═══ EXTRACT PROVIDED

If your cat is obsessed with licking your hair, it could be repeating behavior that you have positively reinforced in the past. You may not even know that you have been positively reinforcing your cat!
Examples of positive reinforcement include:
- Giving treats
- Giving praise or attention
Doing any of these things while your cat is licking your hair is akin to offering a reward. Most animals learn to repeat a behavior that you reward them for.
You cannot “undo” positive reinforcement, but you can stop rewarding it.
What Happens If a Cat Licks Your Hair?
If a cat licks your hair, they are showing you affection and forging or strengthening their bond with you.
If you are concerned about becoming ill from your cat licking your hair – do not be. While it is possible to contract an infection or illness through your cat’s saliva, the bacteria from their saliva must enter your body through a cut, bite, or by other means of ingestion.
Is It Okay To Let My Cat Lick My Hair?

══════
═══ EXCERPTED RECORDS

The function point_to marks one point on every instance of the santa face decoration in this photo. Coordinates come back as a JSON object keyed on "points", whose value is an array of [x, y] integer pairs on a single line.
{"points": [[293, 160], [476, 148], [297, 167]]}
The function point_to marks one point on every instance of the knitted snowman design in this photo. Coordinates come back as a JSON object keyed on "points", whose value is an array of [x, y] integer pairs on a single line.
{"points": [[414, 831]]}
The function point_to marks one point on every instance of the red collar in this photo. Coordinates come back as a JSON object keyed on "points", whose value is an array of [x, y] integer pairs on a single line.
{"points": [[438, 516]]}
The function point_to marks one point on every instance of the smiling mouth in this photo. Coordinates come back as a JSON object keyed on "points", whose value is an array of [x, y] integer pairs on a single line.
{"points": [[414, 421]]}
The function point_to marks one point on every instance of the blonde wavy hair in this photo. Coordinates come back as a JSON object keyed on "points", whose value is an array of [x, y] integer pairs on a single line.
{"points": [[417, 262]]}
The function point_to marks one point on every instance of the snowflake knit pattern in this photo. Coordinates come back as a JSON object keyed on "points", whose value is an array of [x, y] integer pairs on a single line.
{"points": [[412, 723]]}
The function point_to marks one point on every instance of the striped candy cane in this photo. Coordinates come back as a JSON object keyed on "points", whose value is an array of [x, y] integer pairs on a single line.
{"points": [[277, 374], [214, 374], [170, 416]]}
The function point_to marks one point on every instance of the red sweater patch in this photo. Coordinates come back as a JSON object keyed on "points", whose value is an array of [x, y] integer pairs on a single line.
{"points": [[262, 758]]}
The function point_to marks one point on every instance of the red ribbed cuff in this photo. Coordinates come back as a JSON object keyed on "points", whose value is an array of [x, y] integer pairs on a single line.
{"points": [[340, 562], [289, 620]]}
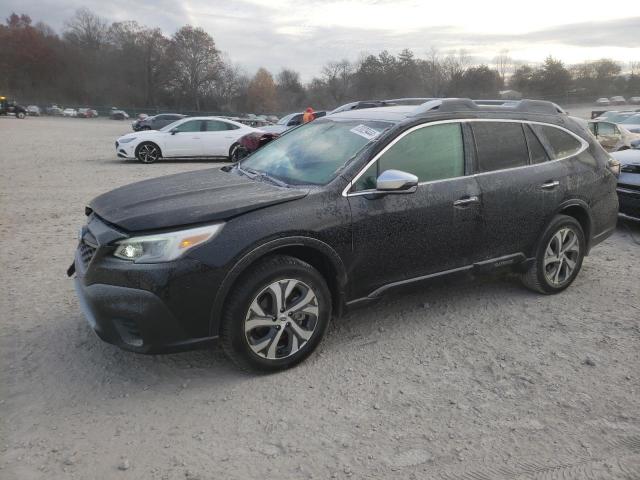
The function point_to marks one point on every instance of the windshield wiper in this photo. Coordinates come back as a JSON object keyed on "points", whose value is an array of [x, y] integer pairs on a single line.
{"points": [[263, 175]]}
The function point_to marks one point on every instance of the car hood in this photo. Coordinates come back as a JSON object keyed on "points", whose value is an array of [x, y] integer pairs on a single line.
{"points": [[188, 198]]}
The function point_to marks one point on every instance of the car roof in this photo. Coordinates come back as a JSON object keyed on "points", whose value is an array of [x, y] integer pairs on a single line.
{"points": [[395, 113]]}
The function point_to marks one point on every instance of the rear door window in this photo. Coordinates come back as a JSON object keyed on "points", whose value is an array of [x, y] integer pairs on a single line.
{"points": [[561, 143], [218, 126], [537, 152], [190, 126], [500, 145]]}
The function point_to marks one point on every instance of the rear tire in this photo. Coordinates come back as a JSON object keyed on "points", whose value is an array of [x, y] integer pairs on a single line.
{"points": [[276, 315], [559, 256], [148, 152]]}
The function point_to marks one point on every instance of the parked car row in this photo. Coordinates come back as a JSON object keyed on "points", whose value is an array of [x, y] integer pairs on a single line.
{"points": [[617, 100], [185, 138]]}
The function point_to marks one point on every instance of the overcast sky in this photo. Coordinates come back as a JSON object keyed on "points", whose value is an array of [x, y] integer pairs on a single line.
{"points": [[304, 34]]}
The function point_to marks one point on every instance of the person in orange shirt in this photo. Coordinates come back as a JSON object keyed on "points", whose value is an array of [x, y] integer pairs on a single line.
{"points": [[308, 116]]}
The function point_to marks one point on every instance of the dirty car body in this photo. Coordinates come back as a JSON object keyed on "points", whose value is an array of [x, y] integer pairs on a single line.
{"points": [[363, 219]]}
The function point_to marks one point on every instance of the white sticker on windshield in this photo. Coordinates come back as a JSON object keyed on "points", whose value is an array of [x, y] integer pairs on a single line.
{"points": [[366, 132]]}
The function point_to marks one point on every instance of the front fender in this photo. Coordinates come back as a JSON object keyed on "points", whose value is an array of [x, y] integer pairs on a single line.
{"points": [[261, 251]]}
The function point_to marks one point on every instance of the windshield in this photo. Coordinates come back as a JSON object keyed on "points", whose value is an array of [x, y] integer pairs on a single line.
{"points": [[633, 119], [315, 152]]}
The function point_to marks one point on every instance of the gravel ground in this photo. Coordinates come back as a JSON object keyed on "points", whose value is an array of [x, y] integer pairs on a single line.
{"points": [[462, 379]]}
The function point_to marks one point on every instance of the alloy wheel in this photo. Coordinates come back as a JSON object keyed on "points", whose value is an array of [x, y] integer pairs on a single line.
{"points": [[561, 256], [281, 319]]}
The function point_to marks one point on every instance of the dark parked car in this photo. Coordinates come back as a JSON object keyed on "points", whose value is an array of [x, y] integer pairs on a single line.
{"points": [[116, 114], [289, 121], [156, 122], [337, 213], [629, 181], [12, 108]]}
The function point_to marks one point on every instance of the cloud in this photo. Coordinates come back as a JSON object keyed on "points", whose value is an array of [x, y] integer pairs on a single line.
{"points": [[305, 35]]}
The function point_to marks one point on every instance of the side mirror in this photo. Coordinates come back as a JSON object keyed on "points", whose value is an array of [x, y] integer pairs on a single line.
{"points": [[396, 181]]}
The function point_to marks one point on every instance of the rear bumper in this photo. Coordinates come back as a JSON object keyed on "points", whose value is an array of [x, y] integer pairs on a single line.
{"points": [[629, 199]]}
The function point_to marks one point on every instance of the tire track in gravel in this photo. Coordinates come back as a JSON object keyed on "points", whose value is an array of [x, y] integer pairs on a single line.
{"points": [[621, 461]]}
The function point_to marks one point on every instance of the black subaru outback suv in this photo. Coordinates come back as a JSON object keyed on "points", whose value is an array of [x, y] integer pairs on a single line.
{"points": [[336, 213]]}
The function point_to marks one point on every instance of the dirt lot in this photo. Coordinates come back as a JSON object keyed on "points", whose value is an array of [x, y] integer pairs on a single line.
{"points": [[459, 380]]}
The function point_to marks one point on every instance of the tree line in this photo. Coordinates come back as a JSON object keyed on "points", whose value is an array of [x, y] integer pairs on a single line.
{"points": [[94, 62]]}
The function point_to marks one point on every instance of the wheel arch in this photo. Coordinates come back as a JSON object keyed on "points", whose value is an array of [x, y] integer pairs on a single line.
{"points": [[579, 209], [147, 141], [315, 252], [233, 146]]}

══════
═══ EXCERPTED RECORDS

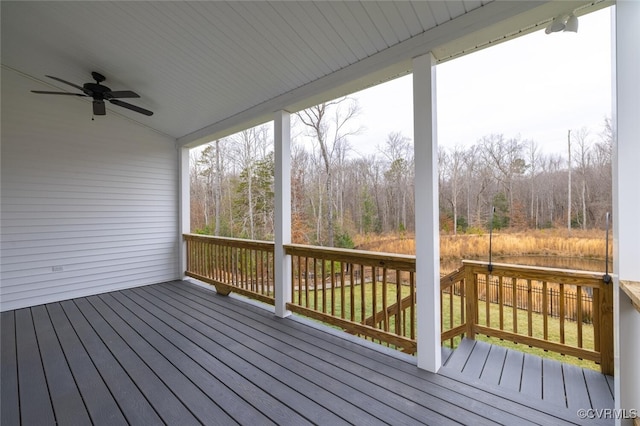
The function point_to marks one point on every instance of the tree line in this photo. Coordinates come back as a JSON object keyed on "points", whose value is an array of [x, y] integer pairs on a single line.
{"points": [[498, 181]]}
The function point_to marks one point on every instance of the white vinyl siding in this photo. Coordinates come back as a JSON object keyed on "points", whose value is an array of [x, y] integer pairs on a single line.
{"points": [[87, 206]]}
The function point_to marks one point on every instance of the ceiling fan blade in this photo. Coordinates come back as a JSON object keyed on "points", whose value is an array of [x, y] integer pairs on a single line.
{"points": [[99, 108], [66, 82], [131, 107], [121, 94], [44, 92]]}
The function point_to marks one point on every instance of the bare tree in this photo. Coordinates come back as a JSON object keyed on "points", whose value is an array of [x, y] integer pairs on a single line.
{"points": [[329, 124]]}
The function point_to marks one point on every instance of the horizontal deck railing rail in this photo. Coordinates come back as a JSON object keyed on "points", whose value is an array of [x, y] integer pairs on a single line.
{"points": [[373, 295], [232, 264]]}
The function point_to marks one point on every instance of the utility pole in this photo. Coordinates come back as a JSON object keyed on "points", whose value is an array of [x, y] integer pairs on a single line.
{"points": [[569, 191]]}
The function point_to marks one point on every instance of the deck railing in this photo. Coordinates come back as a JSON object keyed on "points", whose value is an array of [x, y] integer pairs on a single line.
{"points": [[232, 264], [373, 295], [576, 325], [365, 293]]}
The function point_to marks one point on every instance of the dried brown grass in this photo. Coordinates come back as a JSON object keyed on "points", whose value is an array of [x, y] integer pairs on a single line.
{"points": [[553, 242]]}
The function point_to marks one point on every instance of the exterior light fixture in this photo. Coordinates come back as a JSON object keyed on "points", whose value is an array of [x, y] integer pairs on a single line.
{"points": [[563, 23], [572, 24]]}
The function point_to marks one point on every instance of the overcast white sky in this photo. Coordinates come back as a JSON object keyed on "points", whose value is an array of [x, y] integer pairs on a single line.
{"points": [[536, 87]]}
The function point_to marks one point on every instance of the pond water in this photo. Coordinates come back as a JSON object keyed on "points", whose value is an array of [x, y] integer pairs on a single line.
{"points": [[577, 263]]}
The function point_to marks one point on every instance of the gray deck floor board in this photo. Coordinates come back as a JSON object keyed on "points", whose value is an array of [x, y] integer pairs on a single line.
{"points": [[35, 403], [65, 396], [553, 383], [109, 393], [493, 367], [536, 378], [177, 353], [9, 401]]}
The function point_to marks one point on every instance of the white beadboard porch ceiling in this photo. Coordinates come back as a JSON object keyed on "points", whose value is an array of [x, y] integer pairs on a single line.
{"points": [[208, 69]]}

══════
═══ EXCERPTED RECORDS

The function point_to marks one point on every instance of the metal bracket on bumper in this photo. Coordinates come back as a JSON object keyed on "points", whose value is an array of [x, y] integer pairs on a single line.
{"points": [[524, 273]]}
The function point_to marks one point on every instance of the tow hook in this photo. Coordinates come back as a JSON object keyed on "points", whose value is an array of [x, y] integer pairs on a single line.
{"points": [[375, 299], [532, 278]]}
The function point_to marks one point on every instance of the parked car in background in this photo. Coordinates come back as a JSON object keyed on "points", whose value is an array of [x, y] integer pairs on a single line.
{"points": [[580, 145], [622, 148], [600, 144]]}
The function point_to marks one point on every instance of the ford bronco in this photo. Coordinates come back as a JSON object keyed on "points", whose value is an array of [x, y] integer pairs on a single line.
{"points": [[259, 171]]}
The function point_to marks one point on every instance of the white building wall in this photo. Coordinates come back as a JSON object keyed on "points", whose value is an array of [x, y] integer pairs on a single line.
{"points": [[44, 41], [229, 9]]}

══════

WHAT TO WORK ON:
(A) Answer these questions from the text on cats licking hair:
(i) What examples of positive reinforcement does it list?
(ii) What is a cat showing when it licks your hair?
(iii) By what routes must bacteria from a cat's saliva enter your body?
(B) Write a continuation of the text on cats licking hair, starting right after its final heading.

LIST OF ANSWERS:
(A)
(i) Giving treats, and giving praise or attention.
(ii) Affection; the cat is forging or strengthening their bond with you.
(iii) Through a cut, a bite, or other means of ingestion.

(B)
When your cat licks your hair, you do have to be aware of a couple of things:
- Chemical Exposure
When your cat licks your hair, it might swallow strands that can form a hairball. Although your cat may be able to regurgitate that hairball, it may also cause a life-threatening blockage.
Do not let your cat continue to lick your hair if you notice that they are eating it!
If your cat begins overgrooming you, it could be a symptom of stress or anxiety, and it is a good reason to check in with your veterinarian.
Licking your hair may expose your cat to dangerous chemicals. Hair products contain ingredients like non-ionic and anionic detergents, acetic acid, aluminum sulfate, hydrochloric acid, and sulfuric acid, all of which can be dangerous to your cat when ingested.
If you use hair products, do not allow your cat to lick your hair or at the very least, use organic, all-natural hair products!
How Do I Get My Cat To Stop Licking My Hair?
Before you can stop your cat from licking your hair, you need to know why they are licking your hair.
Is Your Cat Eating Your Hair?
Is your cat eating your hair as well as licking it? If so, they may have a nutritional deficiency. A visit to your vet and getting bloodwork done can correct that deficiency and put an end to eating your hair!
Does Your Cat Show Signs of Anxiety?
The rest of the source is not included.